## WHAT IS REQUIRED
How many lines in the listing below contain the string "fence", with case counting? Reply with the number alone.

Data items
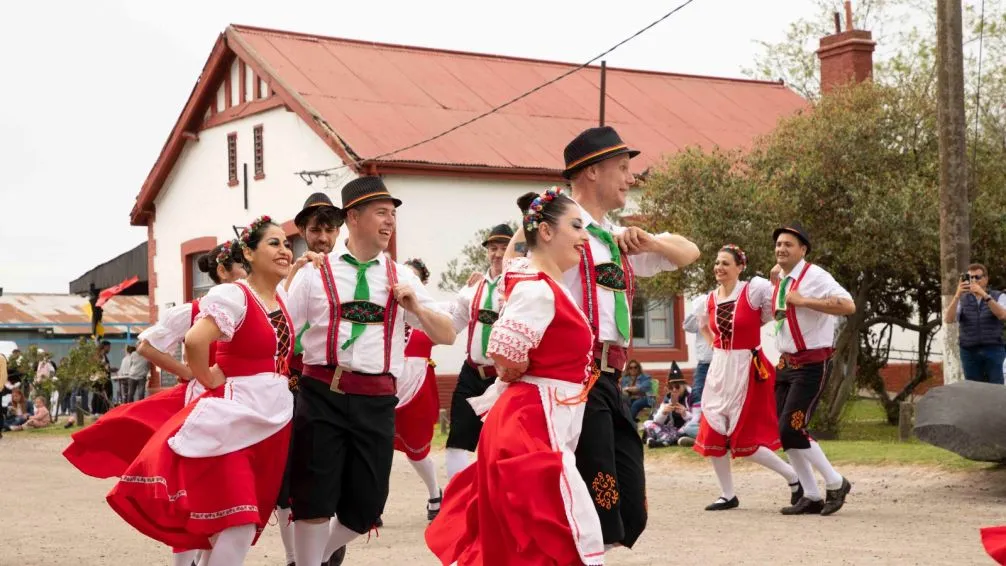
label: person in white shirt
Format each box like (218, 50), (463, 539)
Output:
(772, 223), (856, 515)
(507, 127), (699, 548)
(288, 177), (456, 565)
(446, 224), (513, 480)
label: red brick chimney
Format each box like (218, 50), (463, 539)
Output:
(817, 0), (876, 93)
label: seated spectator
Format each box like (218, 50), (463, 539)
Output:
(622, 360), (654, 420)
(10, 395), (52, 430)
(643, 370), (698, 448)
(3, 389), (34, 430)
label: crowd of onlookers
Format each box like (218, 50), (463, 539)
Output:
(0, 341), (150, 431)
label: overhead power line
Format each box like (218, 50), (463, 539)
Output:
(296, 0), (695, 184)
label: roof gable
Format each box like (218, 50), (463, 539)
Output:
(132, 25), (806, 223)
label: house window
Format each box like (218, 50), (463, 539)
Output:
(227, 132), (237, 187)
(254, 125), (266, 181)
(189, 253), (216, 301)
(632, 297), (675, 348)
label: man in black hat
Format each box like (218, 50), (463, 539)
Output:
(288, 177), (456, 565)
(508, 127), (699, 547)
(772, 222), (856, 515)
(447, 224), (513, 480)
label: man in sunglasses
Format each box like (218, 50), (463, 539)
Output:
(944, 263), (1006, 385)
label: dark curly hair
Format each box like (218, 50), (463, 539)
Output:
(405, 257), (430, 285)
(195, 240), (244, 285)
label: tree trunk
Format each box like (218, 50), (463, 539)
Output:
(937, 0), (971, 383)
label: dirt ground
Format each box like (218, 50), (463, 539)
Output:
(0, 434), (1006, 566)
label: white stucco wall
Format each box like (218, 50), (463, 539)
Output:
(154, 108), (347, 312)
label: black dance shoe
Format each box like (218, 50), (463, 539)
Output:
(821, 478), (852, 516)
(705, 496), (740, 511)
(780, 497), (824, 515)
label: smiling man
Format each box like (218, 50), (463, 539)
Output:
(288, 177), (456, 564)
(772, 222), (856, 515)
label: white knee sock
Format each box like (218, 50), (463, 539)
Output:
(786, 448), (821, 501)
(294, 521), (329, 564)
(276, 507), (297, 564)
(447, 448), (468, 482)
(321, 517), (360, 564)
(199, 525), (255, 566)
(408, 454), (440, 499)
(709, 454), (736, 500)
(747, 446), (800, 484)
(807, 440), (842, 490)
(171, 550), (199, 566)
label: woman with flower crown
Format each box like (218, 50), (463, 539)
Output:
(65, 216), (293, 566)
(426, 187), (605, 566)
(63, 240), (247, 566)
(694, 244), (803, 511)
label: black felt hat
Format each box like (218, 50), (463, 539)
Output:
(482, 224), (513, 247)
(562, 126), (639, 179)
(772, 222), (811, 253)
(342, 176), (401, 211)
(667, 362), (685, 385)
(294, 193), (340, 226)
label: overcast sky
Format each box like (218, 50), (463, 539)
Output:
(0, 0), (815, 293)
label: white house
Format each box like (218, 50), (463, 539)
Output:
(131, 25), (805, 394)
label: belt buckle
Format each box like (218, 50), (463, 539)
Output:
(598, 342), (616, 373)
(329, 366), (345, 395)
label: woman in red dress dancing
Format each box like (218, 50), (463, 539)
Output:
(694, 244), (804, 511)
(394, 258), (441, 521)
(427, 187), (614, 566)
(63, 240), (247, 566)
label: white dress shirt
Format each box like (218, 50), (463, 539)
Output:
(287, 240), (447, 377)
(773, 259), (852, 354)
(562, 205), (678, 346)
(448, 271), (503, 366)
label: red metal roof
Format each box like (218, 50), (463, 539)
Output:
(133, 25), (806, 223)
(0, 293), (150, 335)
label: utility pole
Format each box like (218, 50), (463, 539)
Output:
(937, 0), (971, 383)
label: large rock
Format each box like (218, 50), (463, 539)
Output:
(914, 381), (1006, 461)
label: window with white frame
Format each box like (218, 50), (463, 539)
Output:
(189, 253), (216, 300)
(632, 296), (675, 348)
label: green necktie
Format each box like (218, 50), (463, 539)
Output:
(342, 253), (377, 350)
(586, 224), (629, 340)
(482, 277), (500, 358)
(776, 275), (791, 334)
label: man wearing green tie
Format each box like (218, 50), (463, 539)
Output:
(508, 127), (699, 547)
(287, 176), (456, 564)
(447, 224), (513, 480)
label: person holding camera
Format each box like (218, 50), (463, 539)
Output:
(944, 263), (1006, 385)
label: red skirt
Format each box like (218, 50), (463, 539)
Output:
(426, 382), (582, 566)
(63, 383), (188, 479)
(982, 527), (1006, 564)
(106, 392), (290, 549)
(394, 367), (440, 460)
(692, 352), (782, 457)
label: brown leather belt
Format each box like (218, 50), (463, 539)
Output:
(594, 342), (629, 373)
(778, 348), (835, 370)
(304, 364), (397, 397)
(465, 358), (496, 379)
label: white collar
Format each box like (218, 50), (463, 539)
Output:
(783, 259), (807, 279)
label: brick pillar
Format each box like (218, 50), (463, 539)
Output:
(817, 2), (876, 93)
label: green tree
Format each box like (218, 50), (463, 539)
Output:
(437, 222), (517, 293)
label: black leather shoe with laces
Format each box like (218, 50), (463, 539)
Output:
(780, 497), (824, 515)
(705, 496), (740, 511)
(821, 478), (852, 516)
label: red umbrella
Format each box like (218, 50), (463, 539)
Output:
(95, 275), (140, 307)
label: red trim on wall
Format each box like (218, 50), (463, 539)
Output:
(237, 59), (248, 105)
(199, 98), (283, 130)
(179, 236), (216, 303)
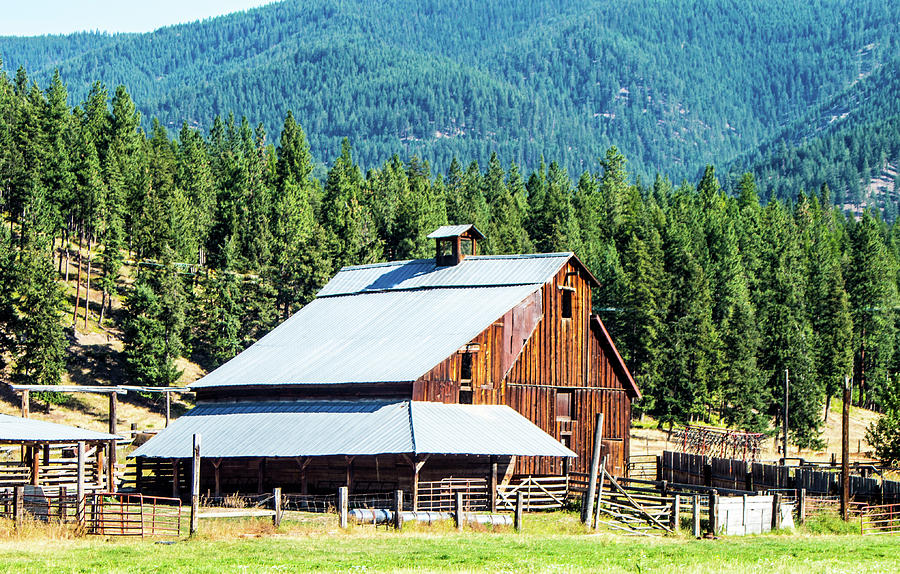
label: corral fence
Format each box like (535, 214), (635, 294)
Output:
(658, 451), (900, 503)
(860, 504), (900, 536)
(0, 485), (181, 536)
(86, 492), (181, 537)
(497, 476), (569, 512)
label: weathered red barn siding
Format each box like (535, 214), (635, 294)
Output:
(412, 262), (631, 482)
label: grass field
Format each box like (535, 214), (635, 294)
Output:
(0, 513), (900, 574)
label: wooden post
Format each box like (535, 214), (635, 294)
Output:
(172, 464), (181, 498)
(772, 492), (781, 530)
(338, 486), (350, 528)
(13, 486), (25, 528)
(394, 490), (403, 530)
(75, 441), (84, 528)
(134, 457), (144, 492)
(488, 462), (497, 513)
(841, 377), (851, 521)
(28, 444), (41, 486)
(106, 440), (118, 492)
(109, 392), (119, 434)
(709, 489), (719, 536)
(591, 454), (609, 530)
(272, 487), (282, 528)
(59, 486), (69, 522)
(672, 494), (681, 532)
(581, 413), (603, 525)
(190, 433), (200, 534)
(513, 490), (525, 532)
(797, 488), (806, 524)
(691, 494), (700, 538)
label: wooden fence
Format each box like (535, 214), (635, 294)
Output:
(860, 504), (900, 536)
(497, 476), (569, 512)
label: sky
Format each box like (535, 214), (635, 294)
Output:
(0, 0), (273, 36)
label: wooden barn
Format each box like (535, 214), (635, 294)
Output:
(133, 225), (640, 496)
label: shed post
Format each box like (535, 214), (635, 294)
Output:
(272, 487), (283, 528)
(338, 486), (350, 528)
(453, 490), (465, 532)
(581, 413), (603, 524)
(190, 433), (200, 534)
(75, 441), (84, 527)
(394, 490), (403, 530)
(691, 494), (700, 538)
(513, 490), (525, 532)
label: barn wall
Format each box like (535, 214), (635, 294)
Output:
(413, 263), (631, 475)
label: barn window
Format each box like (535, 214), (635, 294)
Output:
(562, 287), (574, 319)
(556, 391), (575, 421)
(459, 353), (472, 381)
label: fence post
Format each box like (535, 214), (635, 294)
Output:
(13, 486), (25, 528)
(672, 494), (681, 532)
(709, 489), (719, 536)
(394, 490), (403, 530)
(691, 494), (700, 538)
(190, 433), (200, 535)
(772, 493), (781, 530)
(272, 487), (282, 528)
(338, 486), (350, 528)
(513, 490), (525, 532)
(797, 488), (806, 524)
(75, 441), (84, 528)
(581, 413), (603, 525)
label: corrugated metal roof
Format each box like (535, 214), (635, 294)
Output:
(191, 285), (540, 389)
(131, 401), (575, 458)
(428, 223), (484, 239)
(0, 415), (122, 442)
(318, 253), (573, 297)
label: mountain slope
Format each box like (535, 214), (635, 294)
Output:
(0, 0), (900, 178)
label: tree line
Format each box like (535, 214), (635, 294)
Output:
(0, 69), (900, 447)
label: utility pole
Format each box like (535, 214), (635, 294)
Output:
(782, 369), (790, 458)
(841, 377), (851, 521)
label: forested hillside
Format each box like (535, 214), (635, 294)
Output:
(0, 0), (900, 181)
(0, 60), (900, 446)
(734, 60), (900, 220)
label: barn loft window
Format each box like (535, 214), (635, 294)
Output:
(559, 287), (575, 319)
(556, 390), (575, 421)
(459, 353), (473, 381)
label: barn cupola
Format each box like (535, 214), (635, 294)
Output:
(428, 224), (484, 267)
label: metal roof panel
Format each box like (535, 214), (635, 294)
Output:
(191, 285), (540, 389)
(131, 401), (575, 458)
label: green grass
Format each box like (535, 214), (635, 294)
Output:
(0, 513), (900, 574)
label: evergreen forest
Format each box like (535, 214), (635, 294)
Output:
(0, 62), (900, 447)
(0, 0), (900, 196)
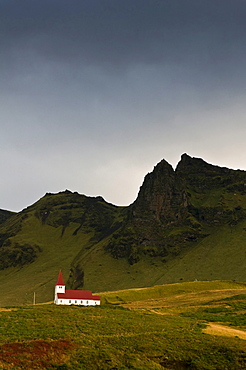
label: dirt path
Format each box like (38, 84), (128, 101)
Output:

## OUTPUT FOR THIS EXERCISE
3